▶ [WHAT IS EXPECTED] Keep to one stretch of the data below, the lines from the one with "negative clicks: (385, 164) (355, 151)" up to and including the one with "negative clicks: (729, 315) (740, 346)", and return that stretch exactly.

▶ [GIVEN DATA]
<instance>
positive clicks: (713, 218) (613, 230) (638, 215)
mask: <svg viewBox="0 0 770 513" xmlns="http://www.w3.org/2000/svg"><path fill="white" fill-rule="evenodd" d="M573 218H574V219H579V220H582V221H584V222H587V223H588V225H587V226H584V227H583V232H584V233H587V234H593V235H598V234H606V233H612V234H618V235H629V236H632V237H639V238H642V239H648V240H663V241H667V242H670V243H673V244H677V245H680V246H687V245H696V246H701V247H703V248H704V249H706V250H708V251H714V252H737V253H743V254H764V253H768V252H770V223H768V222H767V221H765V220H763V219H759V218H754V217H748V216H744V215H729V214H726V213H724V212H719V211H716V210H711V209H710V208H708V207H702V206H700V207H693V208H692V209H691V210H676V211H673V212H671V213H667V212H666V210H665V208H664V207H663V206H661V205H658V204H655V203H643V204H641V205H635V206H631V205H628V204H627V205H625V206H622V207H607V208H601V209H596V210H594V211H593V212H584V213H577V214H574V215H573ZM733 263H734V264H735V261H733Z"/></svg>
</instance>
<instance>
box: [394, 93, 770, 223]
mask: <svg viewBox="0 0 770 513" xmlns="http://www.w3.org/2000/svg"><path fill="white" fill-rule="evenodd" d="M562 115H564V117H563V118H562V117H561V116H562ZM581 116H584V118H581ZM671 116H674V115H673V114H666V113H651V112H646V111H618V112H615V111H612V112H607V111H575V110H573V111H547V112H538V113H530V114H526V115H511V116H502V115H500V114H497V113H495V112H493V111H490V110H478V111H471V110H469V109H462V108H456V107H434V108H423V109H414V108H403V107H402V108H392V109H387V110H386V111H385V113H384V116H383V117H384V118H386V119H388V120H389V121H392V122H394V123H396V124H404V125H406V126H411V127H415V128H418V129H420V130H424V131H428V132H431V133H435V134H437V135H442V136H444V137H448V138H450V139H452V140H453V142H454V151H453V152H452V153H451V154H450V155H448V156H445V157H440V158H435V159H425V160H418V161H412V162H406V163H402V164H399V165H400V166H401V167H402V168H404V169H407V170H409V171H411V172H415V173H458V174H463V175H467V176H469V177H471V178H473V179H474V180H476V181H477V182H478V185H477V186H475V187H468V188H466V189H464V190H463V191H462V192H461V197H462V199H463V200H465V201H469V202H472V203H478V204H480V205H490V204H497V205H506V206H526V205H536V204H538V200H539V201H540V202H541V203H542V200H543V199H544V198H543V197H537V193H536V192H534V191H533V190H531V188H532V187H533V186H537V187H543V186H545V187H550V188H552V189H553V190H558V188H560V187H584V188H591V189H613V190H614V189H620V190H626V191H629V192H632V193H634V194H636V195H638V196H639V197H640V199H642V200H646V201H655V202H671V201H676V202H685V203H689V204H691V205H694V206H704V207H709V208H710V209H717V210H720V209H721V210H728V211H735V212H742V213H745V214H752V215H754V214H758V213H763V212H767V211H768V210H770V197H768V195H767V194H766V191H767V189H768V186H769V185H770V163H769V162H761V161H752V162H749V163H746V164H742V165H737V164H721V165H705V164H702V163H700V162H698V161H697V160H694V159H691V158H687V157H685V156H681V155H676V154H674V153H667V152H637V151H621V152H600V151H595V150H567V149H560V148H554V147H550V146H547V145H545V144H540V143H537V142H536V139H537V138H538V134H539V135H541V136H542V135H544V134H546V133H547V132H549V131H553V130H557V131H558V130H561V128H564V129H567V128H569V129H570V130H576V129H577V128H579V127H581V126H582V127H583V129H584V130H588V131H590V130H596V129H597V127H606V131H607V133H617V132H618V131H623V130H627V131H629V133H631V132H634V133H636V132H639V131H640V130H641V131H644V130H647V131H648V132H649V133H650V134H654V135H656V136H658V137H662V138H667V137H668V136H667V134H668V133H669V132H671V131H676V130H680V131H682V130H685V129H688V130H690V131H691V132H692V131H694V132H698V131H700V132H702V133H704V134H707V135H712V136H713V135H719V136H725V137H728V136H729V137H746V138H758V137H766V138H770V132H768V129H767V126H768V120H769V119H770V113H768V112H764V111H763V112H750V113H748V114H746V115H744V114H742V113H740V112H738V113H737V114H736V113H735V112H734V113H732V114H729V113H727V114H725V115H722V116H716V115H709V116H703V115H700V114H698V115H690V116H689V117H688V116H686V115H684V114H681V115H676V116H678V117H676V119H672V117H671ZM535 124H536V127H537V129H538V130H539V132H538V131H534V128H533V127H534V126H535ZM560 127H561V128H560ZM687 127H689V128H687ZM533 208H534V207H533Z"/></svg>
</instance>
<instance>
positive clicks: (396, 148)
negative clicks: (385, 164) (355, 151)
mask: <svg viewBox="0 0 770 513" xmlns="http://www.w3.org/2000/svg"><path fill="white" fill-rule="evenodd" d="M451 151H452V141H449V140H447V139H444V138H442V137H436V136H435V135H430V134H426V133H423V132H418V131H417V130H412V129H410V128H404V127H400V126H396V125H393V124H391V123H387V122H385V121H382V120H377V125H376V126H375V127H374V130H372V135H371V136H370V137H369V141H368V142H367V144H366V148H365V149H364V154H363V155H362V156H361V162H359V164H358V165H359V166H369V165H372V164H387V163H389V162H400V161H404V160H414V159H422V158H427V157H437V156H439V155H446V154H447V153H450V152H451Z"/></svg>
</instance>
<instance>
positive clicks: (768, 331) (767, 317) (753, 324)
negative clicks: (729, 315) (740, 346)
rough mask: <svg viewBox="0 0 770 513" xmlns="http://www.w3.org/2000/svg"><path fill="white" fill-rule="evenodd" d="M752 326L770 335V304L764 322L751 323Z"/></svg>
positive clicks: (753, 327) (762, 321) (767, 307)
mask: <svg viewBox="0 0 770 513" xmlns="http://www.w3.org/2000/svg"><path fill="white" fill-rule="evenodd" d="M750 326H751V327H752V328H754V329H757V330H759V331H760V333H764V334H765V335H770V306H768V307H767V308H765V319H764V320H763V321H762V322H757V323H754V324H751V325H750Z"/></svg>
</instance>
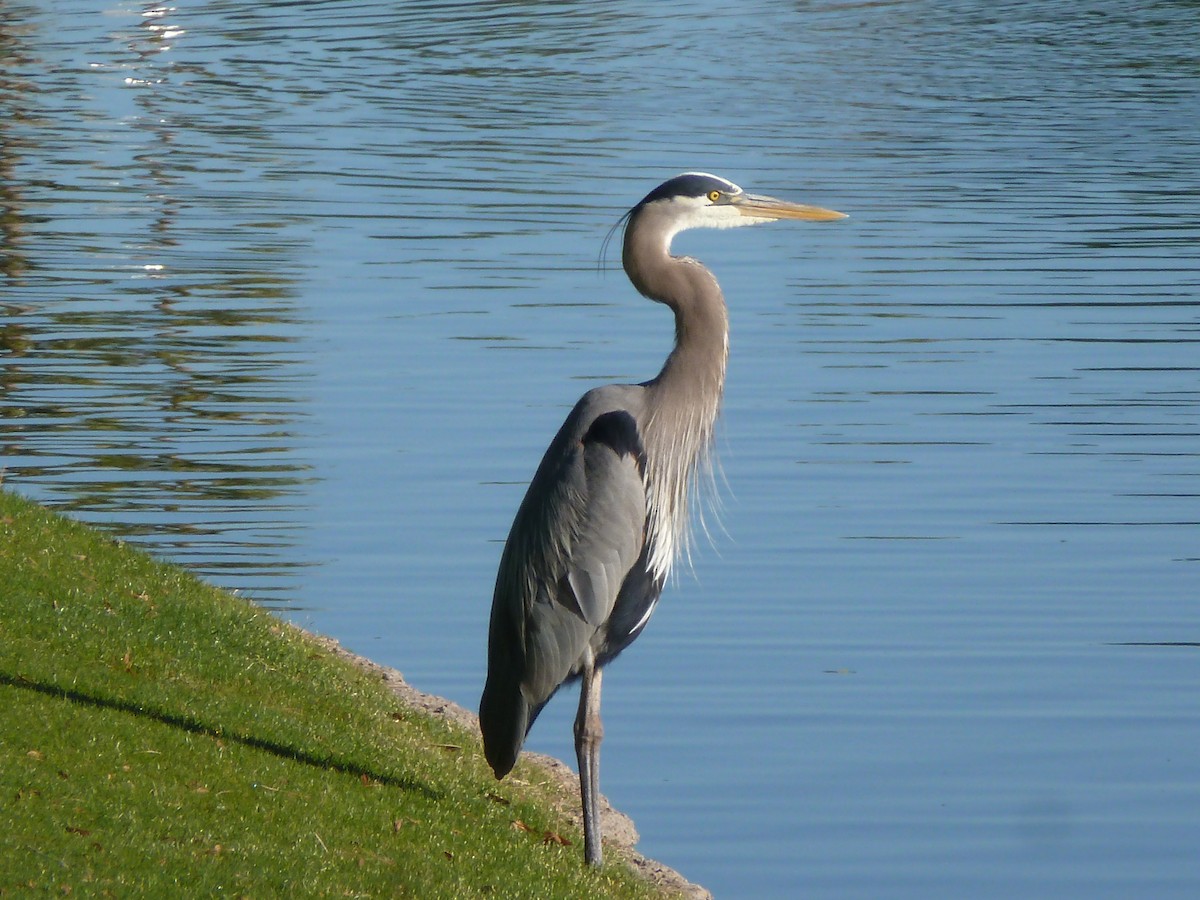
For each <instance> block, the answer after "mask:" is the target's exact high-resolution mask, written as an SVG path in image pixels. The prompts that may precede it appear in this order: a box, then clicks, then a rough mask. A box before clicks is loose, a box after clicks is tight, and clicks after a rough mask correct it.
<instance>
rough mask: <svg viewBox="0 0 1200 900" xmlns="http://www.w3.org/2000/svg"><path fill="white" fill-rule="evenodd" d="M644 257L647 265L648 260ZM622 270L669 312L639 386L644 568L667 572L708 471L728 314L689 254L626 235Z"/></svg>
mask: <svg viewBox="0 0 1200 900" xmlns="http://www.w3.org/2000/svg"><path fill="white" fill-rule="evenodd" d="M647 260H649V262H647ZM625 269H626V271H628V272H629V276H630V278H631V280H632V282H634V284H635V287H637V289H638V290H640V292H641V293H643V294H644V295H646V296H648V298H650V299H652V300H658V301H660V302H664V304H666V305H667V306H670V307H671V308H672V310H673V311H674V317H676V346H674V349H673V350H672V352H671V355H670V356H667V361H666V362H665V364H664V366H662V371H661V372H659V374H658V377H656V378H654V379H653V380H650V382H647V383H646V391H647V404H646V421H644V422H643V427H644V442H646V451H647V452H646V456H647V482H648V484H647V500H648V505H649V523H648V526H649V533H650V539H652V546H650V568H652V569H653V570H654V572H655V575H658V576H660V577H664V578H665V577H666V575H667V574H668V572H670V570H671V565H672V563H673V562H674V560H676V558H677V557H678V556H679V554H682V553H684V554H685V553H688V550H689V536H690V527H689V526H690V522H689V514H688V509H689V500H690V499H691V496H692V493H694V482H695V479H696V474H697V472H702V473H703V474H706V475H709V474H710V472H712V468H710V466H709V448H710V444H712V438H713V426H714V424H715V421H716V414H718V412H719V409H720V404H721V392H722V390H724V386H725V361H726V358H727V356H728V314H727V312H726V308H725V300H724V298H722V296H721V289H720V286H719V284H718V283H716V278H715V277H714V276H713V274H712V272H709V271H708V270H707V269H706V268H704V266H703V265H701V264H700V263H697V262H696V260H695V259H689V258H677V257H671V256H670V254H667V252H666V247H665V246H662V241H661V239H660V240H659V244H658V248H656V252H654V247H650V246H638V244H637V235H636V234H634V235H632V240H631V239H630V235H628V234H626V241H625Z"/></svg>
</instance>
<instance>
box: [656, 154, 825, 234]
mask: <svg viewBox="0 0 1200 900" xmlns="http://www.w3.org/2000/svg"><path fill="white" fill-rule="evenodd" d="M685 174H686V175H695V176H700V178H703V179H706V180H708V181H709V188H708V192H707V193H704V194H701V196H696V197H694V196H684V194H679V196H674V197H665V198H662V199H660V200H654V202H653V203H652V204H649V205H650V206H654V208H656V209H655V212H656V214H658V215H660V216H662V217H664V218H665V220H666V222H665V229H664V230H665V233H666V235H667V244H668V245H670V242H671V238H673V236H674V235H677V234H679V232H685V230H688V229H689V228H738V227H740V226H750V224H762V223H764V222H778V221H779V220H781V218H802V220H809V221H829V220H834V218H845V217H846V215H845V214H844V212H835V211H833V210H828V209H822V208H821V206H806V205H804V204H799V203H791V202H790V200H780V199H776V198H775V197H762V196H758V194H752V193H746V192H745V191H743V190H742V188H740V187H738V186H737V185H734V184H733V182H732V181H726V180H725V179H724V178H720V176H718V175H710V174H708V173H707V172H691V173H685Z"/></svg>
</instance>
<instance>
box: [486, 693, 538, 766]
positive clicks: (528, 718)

▶ [REPLY TO THE TASK]
negative clicks: (385, 164) (355, 151)
mask: <svg viewBox="0 0 770 513" xmlns="http://www.w3.org/2000/svg"><path fill="white" fill-rule="evenodd" d="M451 151H452V141H449V140H447V139H444V138H442V137H436V136H435V135H430V134H426V133H423V132H418V131H417V130H412V129H410V128H404V127H400V126H396V125H393V124H391V123H387V122H385V121H382V120H377V125H376V126H375V127H374V130H372V135H371V136H370V137H369V141H368V142H367V144H366V148H365V149H364V154H363V155H362V156H361V162H359V164H358V165H359V166H369V165H372V164H387V163H389V162H400V161H404V160H414V159H422V158H427V157H437V156H439V155H446V154H447V153H450V152H451Z"/></svg>
</instance>
<instance>
positive clicks: (768, 331) (767, 317) (753, 324)
negative clicks: (729, 315) (740, 346)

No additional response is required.